Task goal:
Locate the line containing "Report the location of every instance of the concrete" in the data below. Reproduce it and every following line up to the end, exactly as given.

* Begin Supplied material *

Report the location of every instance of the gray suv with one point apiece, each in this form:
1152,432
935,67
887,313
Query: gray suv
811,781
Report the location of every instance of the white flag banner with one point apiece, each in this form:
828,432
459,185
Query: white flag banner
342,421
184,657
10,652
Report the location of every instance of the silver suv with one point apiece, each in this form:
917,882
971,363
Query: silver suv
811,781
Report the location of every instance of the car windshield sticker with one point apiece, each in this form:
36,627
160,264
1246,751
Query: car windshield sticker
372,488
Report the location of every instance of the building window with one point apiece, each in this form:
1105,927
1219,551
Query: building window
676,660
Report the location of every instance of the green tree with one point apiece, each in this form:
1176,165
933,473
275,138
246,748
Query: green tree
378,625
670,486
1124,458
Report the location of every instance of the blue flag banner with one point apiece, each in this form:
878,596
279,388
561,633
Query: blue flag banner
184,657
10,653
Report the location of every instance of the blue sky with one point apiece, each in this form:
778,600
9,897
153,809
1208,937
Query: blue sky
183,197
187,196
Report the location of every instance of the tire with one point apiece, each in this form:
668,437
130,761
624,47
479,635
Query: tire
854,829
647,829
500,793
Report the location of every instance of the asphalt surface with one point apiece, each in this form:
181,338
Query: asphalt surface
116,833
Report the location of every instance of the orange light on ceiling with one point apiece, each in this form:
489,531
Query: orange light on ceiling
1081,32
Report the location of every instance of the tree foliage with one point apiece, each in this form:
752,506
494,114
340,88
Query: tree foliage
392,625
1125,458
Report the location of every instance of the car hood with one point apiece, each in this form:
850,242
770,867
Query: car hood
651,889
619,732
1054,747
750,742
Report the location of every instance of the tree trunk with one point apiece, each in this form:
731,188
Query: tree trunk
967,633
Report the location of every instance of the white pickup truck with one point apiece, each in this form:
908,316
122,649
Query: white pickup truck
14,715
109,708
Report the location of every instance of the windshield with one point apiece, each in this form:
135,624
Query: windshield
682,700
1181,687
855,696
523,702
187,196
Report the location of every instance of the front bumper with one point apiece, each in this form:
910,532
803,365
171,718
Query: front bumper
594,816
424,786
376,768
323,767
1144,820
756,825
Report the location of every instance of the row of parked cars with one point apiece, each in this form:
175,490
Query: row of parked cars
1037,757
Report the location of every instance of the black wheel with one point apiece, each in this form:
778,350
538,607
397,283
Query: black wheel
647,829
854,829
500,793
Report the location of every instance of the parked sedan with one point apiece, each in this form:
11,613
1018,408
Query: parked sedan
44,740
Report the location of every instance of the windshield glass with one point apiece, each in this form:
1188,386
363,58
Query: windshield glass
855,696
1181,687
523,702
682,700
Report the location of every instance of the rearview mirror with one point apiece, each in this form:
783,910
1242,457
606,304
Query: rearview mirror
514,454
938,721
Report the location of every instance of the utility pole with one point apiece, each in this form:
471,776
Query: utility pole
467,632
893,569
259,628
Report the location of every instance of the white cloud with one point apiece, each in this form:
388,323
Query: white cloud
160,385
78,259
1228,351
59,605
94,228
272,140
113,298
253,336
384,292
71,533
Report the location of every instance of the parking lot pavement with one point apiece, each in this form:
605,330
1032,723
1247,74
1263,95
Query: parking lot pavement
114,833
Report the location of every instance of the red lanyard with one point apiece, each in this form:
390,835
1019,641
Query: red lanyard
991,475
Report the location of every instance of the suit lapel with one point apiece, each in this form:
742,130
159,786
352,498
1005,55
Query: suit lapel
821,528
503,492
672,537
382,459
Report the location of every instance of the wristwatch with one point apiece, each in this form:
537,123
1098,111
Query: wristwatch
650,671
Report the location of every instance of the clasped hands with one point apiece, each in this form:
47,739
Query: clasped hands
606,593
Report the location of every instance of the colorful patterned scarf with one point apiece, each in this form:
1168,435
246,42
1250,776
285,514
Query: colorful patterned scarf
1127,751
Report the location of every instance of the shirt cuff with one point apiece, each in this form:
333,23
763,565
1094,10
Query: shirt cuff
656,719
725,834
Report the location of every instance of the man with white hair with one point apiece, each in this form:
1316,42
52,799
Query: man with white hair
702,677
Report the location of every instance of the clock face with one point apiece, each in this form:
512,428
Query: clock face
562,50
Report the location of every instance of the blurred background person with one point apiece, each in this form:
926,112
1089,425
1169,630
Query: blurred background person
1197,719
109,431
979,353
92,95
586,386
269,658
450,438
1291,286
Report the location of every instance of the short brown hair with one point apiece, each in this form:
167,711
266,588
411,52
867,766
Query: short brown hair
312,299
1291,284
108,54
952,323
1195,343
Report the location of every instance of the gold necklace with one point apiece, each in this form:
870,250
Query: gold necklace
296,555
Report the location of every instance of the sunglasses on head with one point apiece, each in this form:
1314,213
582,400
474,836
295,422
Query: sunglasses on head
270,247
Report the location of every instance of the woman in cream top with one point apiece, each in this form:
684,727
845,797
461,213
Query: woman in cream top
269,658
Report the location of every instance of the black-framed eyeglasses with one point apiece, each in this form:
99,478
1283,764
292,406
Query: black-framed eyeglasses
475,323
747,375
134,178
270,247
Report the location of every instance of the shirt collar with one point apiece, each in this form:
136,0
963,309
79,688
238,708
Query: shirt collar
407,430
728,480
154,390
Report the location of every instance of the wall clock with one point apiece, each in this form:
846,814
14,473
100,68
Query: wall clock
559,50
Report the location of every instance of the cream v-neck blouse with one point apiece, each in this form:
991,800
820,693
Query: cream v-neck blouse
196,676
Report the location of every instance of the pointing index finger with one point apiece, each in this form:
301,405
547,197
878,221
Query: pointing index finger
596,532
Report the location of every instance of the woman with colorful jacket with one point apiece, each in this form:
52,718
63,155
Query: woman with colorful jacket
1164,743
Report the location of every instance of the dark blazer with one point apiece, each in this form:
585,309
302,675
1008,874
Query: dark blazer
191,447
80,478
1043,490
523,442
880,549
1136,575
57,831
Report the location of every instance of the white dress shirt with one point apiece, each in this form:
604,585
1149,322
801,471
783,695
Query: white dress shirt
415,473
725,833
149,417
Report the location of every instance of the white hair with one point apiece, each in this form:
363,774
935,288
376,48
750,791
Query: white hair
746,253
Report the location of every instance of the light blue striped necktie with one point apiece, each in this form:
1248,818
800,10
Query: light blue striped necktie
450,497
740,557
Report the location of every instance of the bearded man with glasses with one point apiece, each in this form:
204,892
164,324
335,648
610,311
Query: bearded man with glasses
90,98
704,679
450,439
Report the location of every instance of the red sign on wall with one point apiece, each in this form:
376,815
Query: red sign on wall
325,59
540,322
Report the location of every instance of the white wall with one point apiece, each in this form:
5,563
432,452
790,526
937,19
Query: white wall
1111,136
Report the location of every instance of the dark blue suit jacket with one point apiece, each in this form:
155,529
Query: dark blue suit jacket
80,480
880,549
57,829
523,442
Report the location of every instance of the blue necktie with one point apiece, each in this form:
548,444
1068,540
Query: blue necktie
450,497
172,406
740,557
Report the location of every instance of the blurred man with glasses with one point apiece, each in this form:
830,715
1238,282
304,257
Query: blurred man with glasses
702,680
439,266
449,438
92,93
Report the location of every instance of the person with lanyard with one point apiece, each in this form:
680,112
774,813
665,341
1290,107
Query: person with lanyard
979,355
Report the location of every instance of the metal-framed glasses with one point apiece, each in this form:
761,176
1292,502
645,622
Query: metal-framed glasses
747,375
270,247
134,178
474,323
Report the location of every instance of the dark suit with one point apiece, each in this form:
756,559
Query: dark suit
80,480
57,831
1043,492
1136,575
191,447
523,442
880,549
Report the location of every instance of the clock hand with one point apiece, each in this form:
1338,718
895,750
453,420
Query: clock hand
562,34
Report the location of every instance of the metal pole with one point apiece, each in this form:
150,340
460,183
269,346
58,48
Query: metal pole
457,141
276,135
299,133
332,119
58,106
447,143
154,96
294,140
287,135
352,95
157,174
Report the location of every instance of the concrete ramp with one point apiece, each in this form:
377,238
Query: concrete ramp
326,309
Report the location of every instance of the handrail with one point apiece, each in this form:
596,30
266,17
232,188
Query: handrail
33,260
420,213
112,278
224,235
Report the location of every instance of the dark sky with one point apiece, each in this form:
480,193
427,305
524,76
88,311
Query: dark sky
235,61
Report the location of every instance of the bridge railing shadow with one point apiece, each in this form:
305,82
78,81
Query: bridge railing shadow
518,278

* End Supplied material *

Final result:
Report the location of every instance of the concrete ramp with one point apiece, each in this form:
377,238
Query: concrete ramp
326,309
Report the location of every instance of the handrail with one point apiece, each in this form:
596,30
266,17
232,188
Query: handrail
33,260
420,213
112,278
224,235
Report the location of every instance of the dark sky with one point apiece, each in this form:
480,193
427,305
524,76
88,311
Query: dark sky
235,61
Report the location of every instance of the bridge railing shadow with one point apiece, each in this form:
305,82
78,81
Query: bridge railing shadow
518,278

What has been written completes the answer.